Brief: Please count the lines in the records that contain the word "shirt" and give only that number.

Data provided:

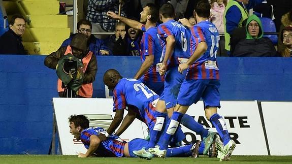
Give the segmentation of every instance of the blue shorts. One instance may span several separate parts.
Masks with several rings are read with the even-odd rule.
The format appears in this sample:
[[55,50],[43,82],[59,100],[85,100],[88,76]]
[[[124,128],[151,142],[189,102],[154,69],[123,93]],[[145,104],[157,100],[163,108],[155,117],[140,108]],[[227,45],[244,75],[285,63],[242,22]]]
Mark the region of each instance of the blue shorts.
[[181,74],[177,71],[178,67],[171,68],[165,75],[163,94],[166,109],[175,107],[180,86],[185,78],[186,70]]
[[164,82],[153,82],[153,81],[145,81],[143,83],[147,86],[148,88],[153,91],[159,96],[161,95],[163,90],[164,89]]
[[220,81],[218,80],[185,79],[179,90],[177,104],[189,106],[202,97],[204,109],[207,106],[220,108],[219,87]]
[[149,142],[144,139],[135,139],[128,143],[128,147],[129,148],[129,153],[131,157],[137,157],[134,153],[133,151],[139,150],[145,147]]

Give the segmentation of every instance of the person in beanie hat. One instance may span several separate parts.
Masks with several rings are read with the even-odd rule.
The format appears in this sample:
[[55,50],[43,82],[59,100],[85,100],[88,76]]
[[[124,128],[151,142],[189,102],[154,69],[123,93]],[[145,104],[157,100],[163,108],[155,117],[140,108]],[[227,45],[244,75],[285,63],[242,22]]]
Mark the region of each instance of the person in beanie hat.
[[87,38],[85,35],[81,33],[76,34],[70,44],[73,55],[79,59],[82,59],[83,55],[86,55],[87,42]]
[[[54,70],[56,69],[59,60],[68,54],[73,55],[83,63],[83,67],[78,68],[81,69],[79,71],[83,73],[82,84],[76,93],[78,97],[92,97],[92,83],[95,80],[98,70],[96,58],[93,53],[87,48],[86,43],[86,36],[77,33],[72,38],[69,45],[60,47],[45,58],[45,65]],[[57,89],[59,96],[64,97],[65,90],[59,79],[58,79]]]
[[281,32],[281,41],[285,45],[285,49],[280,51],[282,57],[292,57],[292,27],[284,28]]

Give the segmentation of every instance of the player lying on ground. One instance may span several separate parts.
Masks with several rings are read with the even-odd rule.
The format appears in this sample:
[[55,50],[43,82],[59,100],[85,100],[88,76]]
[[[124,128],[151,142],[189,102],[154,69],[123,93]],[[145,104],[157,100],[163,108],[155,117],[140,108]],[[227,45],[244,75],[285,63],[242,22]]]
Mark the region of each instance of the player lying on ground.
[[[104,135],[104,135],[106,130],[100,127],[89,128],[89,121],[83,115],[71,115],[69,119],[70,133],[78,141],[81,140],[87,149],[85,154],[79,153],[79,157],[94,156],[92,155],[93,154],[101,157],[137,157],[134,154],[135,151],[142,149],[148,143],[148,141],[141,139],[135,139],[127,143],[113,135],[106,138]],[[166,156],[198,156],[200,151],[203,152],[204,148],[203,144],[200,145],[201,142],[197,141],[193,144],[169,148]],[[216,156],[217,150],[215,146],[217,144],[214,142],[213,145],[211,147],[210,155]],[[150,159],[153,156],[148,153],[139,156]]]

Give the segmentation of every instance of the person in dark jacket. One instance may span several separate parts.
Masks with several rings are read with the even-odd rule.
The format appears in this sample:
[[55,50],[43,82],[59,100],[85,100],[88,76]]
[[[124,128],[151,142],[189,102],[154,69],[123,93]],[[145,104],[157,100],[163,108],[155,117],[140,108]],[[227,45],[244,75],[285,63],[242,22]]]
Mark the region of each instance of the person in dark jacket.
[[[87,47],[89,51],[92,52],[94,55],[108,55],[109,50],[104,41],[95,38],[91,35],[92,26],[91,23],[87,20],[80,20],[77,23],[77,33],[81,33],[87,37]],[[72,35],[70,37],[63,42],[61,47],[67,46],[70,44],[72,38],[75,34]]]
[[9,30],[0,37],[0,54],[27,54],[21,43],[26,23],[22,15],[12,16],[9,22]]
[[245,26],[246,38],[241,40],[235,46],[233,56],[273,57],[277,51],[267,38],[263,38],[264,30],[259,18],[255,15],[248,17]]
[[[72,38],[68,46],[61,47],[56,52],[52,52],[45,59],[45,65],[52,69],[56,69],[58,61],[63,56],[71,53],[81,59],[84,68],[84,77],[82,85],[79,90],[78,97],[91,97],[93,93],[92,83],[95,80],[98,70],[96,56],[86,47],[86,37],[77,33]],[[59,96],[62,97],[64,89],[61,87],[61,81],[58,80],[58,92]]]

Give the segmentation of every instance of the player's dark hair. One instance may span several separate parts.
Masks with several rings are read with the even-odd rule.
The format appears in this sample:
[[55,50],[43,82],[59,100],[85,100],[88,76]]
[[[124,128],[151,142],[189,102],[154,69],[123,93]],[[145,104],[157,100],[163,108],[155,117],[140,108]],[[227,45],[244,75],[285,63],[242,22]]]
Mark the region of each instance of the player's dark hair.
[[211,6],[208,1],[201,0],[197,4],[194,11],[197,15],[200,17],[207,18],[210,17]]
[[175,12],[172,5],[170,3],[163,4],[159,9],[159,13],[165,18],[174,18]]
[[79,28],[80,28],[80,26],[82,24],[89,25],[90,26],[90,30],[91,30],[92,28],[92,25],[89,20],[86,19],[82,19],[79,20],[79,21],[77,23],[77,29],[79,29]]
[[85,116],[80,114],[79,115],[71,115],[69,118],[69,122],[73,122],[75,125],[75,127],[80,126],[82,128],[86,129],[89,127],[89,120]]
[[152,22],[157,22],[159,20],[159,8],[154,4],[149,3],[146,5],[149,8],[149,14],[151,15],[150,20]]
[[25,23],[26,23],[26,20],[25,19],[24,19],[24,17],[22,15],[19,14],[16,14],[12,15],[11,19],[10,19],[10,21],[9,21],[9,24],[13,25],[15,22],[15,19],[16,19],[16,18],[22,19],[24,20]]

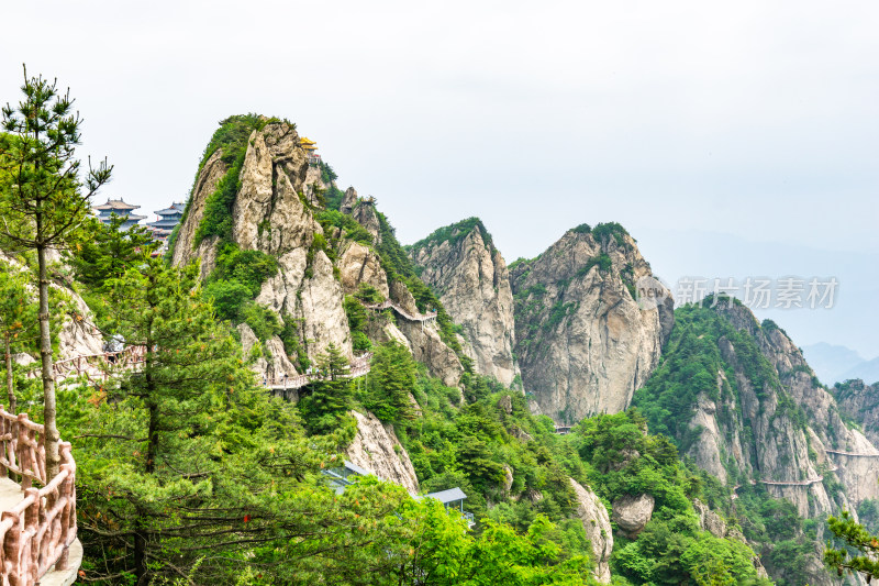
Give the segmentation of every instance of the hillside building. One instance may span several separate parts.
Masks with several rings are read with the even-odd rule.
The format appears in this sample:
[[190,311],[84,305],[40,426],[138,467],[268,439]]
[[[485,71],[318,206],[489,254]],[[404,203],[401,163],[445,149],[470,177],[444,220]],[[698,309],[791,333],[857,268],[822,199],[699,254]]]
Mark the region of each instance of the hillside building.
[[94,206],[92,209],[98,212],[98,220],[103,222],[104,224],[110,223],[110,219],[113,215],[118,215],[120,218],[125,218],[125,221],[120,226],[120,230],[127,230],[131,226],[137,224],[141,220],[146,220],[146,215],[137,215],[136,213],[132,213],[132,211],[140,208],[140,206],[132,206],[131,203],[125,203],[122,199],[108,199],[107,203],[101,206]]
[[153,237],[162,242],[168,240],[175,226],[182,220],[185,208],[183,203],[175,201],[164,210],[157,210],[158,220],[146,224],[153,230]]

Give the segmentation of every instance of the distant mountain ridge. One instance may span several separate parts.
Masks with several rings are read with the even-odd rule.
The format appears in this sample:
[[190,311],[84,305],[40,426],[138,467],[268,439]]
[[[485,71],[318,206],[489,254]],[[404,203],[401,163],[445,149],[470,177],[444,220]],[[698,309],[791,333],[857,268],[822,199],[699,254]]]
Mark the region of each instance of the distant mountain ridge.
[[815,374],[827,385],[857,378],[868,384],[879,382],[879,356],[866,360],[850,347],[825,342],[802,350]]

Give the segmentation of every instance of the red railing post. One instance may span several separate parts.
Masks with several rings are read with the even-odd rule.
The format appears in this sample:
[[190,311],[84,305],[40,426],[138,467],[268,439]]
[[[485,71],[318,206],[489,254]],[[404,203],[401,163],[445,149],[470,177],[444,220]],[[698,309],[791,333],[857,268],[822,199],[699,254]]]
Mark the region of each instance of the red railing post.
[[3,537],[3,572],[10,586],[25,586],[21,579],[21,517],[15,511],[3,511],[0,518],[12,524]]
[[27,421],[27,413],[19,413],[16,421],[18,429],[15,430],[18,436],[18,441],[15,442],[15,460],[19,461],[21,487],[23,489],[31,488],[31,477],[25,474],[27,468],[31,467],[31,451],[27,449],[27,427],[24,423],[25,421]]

---

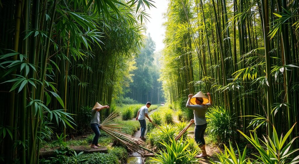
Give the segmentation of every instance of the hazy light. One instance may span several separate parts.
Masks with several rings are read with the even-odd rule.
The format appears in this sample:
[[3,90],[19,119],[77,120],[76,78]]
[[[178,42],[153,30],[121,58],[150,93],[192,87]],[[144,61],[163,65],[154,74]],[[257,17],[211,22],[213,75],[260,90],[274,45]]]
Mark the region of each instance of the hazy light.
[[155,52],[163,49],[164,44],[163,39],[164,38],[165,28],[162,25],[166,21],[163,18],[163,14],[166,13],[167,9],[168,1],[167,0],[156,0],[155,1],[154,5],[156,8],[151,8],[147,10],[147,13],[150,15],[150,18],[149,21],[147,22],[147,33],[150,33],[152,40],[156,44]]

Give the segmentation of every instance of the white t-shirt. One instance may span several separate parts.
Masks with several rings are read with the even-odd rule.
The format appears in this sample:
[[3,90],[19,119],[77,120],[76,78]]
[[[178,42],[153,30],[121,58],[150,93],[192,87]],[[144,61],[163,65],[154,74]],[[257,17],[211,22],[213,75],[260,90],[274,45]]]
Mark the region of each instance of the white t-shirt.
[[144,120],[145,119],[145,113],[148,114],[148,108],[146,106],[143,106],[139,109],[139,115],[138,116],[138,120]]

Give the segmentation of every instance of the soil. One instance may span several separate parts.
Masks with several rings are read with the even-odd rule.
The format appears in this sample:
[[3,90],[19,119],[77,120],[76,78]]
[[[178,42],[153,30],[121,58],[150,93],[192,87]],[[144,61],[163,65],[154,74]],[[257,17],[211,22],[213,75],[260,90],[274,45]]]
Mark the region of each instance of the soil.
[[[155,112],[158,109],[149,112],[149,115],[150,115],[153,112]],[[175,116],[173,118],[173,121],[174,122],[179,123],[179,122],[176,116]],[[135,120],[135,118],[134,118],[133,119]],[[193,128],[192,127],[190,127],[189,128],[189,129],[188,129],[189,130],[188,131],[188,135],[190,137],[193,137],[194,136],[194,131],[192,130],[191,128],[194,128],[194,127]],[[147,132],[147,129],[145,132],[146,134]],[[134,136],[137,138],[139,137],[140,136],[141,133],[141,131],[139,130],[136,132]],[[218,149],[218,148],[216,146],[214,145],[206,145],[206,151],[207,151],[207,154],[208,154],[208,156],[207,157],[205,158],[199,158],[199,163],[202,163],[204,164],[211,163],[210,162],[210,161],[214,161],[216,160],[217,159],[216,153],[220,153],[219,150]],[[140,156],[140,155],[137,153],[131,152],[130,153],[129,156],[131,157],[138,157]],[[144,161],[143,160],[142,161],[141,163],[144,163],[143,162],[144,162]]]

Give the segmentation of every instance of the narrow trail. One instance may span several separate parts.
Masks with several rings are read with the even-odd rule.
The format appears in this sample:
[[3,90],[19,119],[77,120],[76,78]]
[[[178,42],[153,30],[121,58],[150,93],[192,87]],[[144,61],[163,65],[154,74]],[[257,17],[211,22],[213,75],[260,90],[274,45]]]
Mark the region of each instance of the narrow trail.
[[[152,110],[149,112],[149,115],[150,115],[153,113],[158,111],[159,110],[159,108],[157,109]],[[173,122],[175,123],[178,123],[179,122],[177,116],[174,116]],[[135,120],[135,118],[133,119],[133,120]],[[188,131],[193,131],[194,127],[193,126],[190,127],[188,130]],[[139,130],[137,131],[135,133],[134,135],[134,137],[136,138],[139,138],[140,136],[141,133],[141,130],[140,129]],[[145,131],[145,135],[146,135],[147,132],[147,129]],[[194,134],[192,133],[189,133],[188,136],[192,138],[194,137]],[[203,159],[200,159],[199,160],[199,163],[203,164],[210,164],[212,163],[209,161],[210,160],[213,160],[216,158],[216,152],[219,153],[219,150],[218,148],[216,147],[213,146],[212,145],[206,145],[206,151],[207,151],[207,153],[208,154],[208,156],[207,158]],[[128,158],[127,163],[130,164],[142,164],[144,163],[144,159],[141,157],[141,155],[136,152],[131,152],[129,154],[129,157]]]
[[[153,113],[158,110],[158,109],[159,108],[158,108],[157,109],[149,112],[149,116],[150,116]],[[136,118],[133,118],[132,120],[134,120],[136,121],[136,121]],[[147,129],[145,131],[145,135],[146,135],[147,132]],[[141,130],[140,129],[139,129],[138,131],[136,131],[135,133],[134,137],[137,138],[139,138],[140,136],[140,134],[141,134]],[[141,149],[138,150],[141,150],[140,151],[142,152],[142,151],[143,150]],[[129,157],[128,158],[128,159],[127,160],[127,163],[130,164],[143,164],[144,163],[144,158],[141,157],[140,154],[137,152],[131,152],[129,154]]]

Written solution: 2